* begin Material for this exercise *

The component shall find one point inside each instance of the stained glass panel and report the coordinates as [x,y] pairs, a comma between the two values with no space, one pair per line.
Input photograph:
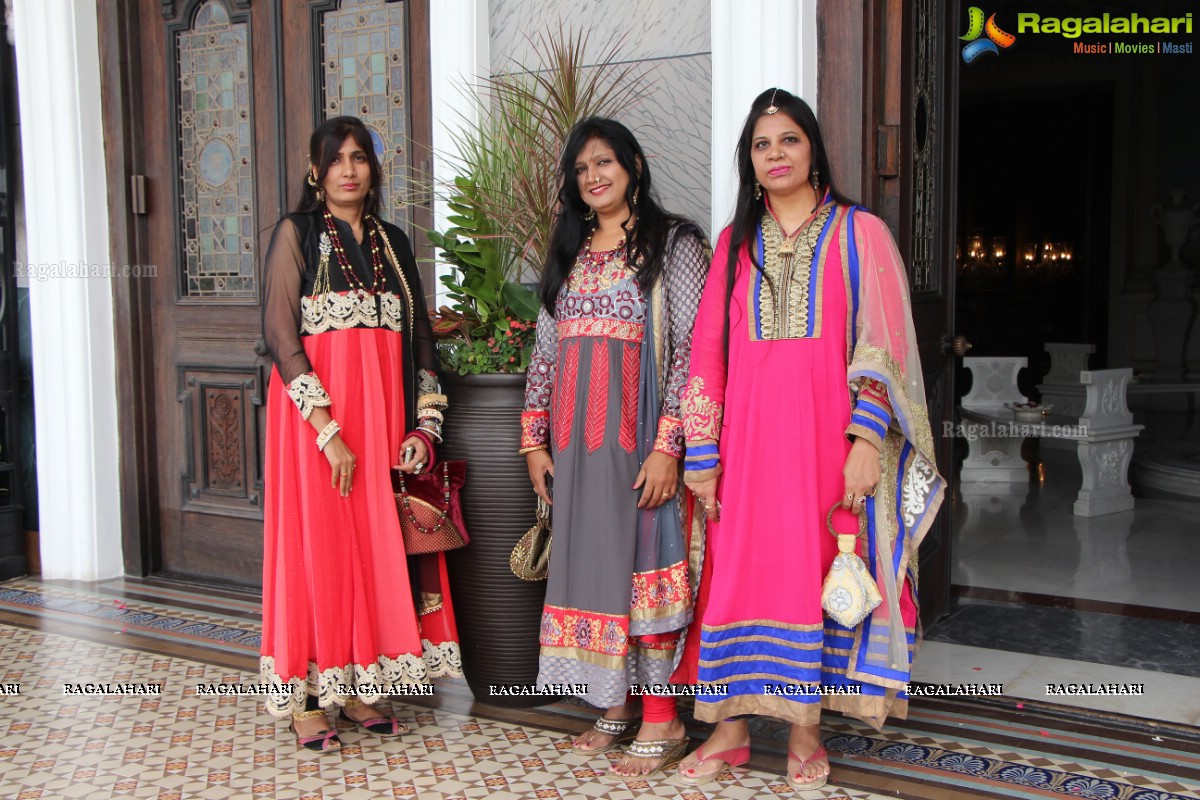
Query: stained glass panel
[927,142]
[365,50]
[216,157]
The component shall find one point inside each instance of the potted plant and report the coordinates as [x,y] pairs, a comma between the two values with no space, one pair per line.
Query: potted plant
[503,204]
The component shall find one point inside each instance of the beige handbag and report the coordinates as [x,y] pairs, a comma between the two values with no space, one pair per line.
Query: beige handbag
[529,559]
[849,593]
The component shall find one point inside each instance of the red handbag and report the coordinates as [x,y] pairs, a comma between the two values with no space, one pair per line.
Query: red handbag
[431,509]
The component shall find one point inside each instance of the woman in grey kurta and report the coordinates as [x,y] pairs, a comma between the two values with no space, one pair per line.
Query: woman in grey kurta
[619,294]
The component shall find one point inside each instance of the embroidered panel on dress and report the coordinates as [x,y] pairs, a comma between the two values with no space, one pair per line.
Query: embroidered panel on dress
[598,397]
[661,589]
[592,631]
[630,378]
[339,311]
[601,299]
[564,395]
[785,294]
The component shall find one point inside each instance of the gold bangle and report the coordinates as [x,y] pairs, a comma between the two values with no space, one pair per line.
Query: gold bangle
[327,434]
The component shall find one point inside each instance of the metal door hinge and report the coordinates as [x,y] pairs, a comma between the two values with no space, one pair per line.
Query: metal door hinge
[887,150]
[138,193]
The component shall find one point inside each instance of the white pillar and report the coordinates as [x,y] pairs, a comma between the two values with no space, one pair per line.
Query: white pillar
[460,55]
[66,220]
[756,44]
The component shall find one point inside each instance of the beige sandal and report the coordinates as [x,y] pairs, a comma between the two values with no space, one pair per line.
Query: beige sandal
[616,728]
[669,752]
[797,782]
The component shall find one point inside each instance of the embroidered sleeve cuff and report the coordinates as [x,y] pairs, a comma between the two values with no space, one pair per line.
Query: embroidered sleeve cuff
[534,431]
[871,415]
[307,394]
[856,431]
[876,394]
[670,439]
[701,461]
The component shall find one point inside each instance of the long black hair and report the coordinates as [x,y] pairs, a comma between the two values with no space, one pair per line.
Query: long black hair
[645,242]
[749,209]
[323,146]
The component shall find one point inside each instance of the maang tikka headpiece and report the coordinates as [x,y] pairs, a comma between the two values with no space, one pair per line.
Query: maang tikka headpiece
[773,108]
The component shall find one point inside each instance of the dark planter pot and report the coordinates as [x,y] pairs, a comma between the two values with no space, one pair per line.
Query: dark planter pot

* end Material for this exercise *

## Task statement
Lay out every line of the listing above as a Markdown table with the columns Row and Line, numbering the rows and skipping blank lines. Leave the pictures out.

## Task answer
| Row | Line |
|---|---|
| 1 | The component shall find one point inside each instance of the stained glass panel and report the coordinates as [x,y] pairs, a comma between the two values with no space, one pair per line. |
| 2 | Input photograph: |
| 3 | Query: stained glass panel |
| 4 | [927,142] |
| 5 | [365,50] |
| 6 | [216,157] |
| 7 | The component shall find one point inside each instance of the potted plant and report the coordinates as [x,y] pairs, a comma between the two values with no space, one pair per line. |
| 8 | Query: potted plant |
| 9 | [503,204] |
| 10 | The component shall find one point inside each instance of the beige handbag and report the coordinates as [x,y] pairs, a comma between the two values with no space, one pair per line. |
| 11 | Query: beige handbag |
| 12 | [529,559] |
| 13 | [849,593] |
| 14 | The component shall find one point inside each instance of the red handbag and report the coordinates as [x,y] pairs, a comma between the two values with no space, one pair per line. |
| 15 | Query: red handbag |
| 16 | [431,509] |
| 17 | The component shall find one point inside each instance of the woman in grey kurta and report the coordinates as [x,y] pairs, a comma between the two values with no space, one pair per line. |
| 18 | Query: woman in grey kurta |
| 19 | [619,294] |
| 20 | The component shall find one point inside each instance of the embroidered panel on dress and report the coordinates as [x,y] pairs, a comma between the two values with no space, one pair per line. |
| 21 | Query: embroidered panel on dress |
| 22 | [598,397] |
| 23 | [661,589] |
| 24 | [592,631] |
| 25 | [630,378] |
| 26 | [339,311] |
| 27 | [601,299] |
| 28 | [564,395] |
| 29 | [785,294] |
| 30 | The component shall find one point inside each instance of the gold bangle and report the coordinates as [x,y] pairs, a comma between the two values with no space, one pair per line. |
| 31 | Query: gold bangle |
| 32 | [327,434] |
| 33 | The component shall find one point inside each instance of the metal door hinge and report the coordinates as [x,y] pairs, a comma between the two values with no space, one pair per line. |
| 34 | Query: metal door hinge |
| 35 | [887,150] |
| 36 | [138,193] |
| 37 | The component shall find one point inside each instance of the white pillar and report the coordinates as [x,y] pairs, a comma between the two values with no space, one pair per line. |
| 38 | Query: white pillar |
| 39 | [460,55] |
| 40 | [66,220] |
| 41 | [756,44] |
| 42 | The component shall find one point inside each instance of the beige sandal and report the coordinates as [x,y] pairs, a comma between the two values with no space, one pair per line. |
| 43 | Query: beige sandal |
| 44 | [616,728] |
| 45 | [669,752] |
| 46 | [797,782] |
| 47 | The component shall find one point inside each instance of the embroidered sleeve cuff and report the coordinates as [x,y] pairs, a comma between the two values with no space, one pair per line. |
| 48 | Query: embroidered sleeve cuff |
| 49 | [534,431] |
| 50 | [871,415] |
| 51 | [307,394] |
| 52 | [856,431] |
| 53 | [876,394] |
| 54 | [670,439] |
| 55 | [701,461] |
| 56 | The component shall find one point inside each instance of the long black hair and report the coordinates as [x,y] pairs, a comma between the two values with no space, one pair per line. |
| 57 | Query: long black hair |
| 58 | [645,242] |
| 59 | [749,209] |
| 60 | [323,146] |
| 61 | The component shall find one point inside each instance of the maang tikka headpiece and report the coordinates as [x,y] pairs, a comma between the two values with no space, one pair per line. |
| 62 | Query: maang tikka headpiece |
| 63 | [773,108] |
| 64 | The component shall find one point inside each instance of the dark planter pot and report the coordinates as [x,y] pairs, a comma between the two values with no space, one pair per line. |
| 65 | Query: dark planter pot |